WHAT TO PRODUCE: Take the records underneath and set them down exactly.

EXERCISE DATA:
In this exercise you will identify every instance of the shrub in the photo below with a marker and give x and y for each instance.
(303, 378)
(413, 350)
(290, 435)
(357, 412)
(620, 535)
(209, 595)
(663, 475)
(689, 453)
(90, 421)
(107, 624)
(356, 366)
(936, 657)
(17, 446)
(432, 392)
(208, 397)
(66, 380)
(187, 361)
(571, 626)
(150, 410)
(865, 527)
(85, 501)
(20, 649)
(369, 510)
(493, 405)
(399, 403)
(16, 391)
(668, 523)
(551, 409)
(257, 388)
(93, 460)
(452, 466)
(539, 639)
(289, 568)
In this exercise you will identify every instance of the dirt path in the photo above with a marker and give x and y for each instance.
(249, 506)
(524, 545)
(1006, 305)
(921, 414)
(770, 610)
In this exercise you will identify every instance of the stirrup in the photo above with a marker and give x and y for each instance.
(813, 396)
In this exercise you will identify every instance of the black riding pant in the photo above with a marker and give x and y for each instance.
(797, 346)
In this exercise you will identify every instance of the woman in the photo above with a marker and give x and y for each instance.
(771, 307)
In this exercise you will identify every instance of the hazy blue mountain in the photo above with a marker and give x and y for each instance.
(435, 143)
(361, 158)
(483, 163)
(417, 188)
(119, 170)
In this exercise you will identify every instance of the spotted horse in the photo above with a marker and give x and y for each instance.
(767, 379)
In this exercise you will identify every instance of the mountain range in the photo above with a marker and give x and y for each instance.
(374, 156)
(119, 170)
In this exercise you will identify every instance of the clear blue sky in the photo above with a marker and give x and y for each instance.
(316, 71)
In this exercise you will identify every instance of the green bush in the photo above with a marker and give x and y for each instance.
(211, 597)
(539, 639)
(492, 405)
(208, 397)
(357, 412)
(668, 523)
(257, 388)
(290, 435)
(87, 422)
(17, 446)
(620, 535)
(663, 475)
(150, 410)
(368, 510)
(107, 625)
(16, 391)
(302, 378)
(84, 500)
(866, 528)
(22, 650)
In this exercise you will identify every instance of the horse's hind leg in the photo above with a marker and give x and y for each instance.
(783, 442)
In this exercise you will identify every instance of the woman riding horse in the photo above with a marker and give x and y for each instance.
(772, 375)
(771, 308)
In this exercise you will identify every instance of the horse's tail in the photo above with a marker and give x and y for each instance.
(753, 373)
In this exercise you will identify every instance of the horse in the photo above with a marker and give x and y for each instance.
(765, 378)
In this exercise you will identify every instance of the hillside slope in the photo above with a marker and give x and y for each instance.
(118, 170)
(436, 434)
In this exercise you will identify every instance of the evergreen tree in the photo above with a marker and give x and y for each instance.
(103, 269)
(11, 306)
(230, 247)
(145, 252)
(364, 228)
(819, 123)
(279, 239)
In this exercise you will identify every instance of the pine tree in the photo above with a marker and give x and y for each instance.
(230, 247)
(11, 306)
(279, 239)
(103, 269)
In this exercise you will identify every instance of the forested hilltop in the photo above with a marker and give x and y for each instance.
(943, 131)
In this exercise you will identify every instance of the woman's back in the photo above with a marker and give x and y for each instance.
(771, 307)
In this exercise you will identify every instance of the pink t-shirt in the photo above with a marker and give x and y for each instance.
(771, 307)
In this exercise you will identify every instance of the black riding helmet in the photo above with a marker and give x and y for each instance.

FINISHED EXERCISE:
In this exercise you will identify every instance of the shrub in the photo below with a marker and give x and y for each instance.
(303, 378)
(413, 350)
(290, 435)
(357, 412)
(620, 535)
(209, 595)
(663, 475)
(689, 453)
(90, 421)
(107, 624)
(356, 366)
(936, 657)
(17, 446)
(432, 392)
(208, 397)
(66, 380)
(187, 361)
(571, 626)
(150, 410)
(865, 527)
(85, 501)
(20, 649)
(369, 510)
(493, 405)
(399, 403)
(16, 391)
(668, 523)
(551, 409)
(257, 388)
(93, 460)
(452, 466)
(539, 639)
(289, 568)
In this exercise you will identify every instance of the dirt path in the photo above with a marker and give x and y for each instance.
(249, 506)
(524, 545)
(1006, 305)
(921, 414)
(770, 610)
In this exercise you will identify every instance of the stirrup in the photo above with a marker and give x and y for each instance.
(813, 396)
In this exercise you will identify every instance of the black riding pant in the photo above with a marker and give x and y for each instance.
(797, 346)
In this exercise you will identify every instance of the woman in the photo above with a marker and give x and y for each instance.
(771, 307)
In this exercise you will identify every instance of the hazy blue mountain in the photo above with a marker and give x and y for each instance.
(435, 143)
(361, 158)
(483, 163)
(417, 188)
(119, 170)
In this exercise you will identify every instance of the spotted horse in the photo above with a marker and give x and y for each instance.
(767, 379)
In this exercise you will identify every instance of the mountain range in the photo above with a marker and give x and y for each instance.
(374, 156)
(119, 170)
In this exercise you will identify every instance of the clear blue sky in the photo above with a marker and give x and y for each instance.
(316, 71)
In this exercise you will identify every instance of the green bush in the photo above with a marker and give x and y for each instance.
(211, 597)
(539, 639)
(492, 405)
(208, 397)
(357, 412)
(668, 523)
(257, 388)
(290, 435)
(87, 422)
(17, 446)
(620, 535)
(663, 475)
(150, 410)
(368, 510)
(107, 625)
(16, 391)
(302, 378)
(84, 500)
(866, 528)
(22, 650)
In this exercise you will identify every instance of the horse's hind leg in the photo above with a marker and give x and y for each instance.
(783, 442)
In this exercise you will identify every instance of the woman riding horse in the photo above with a marker and give x and y for each instance.
(772, 375)
(771, 308)
In this exercise you will identify every instance of the horse's tail in the photo above with a marker and give x and y for each instance.
(753, 373)
In this exercise you will identify every instance of the horse in the photo above with a marker and give x and y for each instance.
(765, 378)
In this exercise you will identify every instance of the hillside slope in the photo above with a marker and give x and y for each instance.
(118, 170)
(436, 434)
In this exercise you will identify every instance of the evergreen tree in the photo above with a marker and give x and y for each instance.
(103, 269)
(11, 306)
(230, 247)
(145, 252)
(364, 228)
(819, 123)
(279, 239)
In this exercise you will identify every instance of the pine tree in the photo above with a marker and give x and y for each instance.
(230, 247)
(11, 306)
(279, 239)
(103, 269)
In this exercise you will identify every instance of the forested hilltop in the photo above with a marker and give x and y for each instance.
(943, 131)
In this exercise you will identify every instance of the woman's back in the photo above with a marker and give x and y for each instance.
(771, 307)
In this exercise you will identify every instance of the pink t-shirt in the photo above with a marker and give x and y for each instance.
(771, 307)
In this exercise you will identify every instance of the black riding helmet in the photo above with a marker and give x and y for each instance.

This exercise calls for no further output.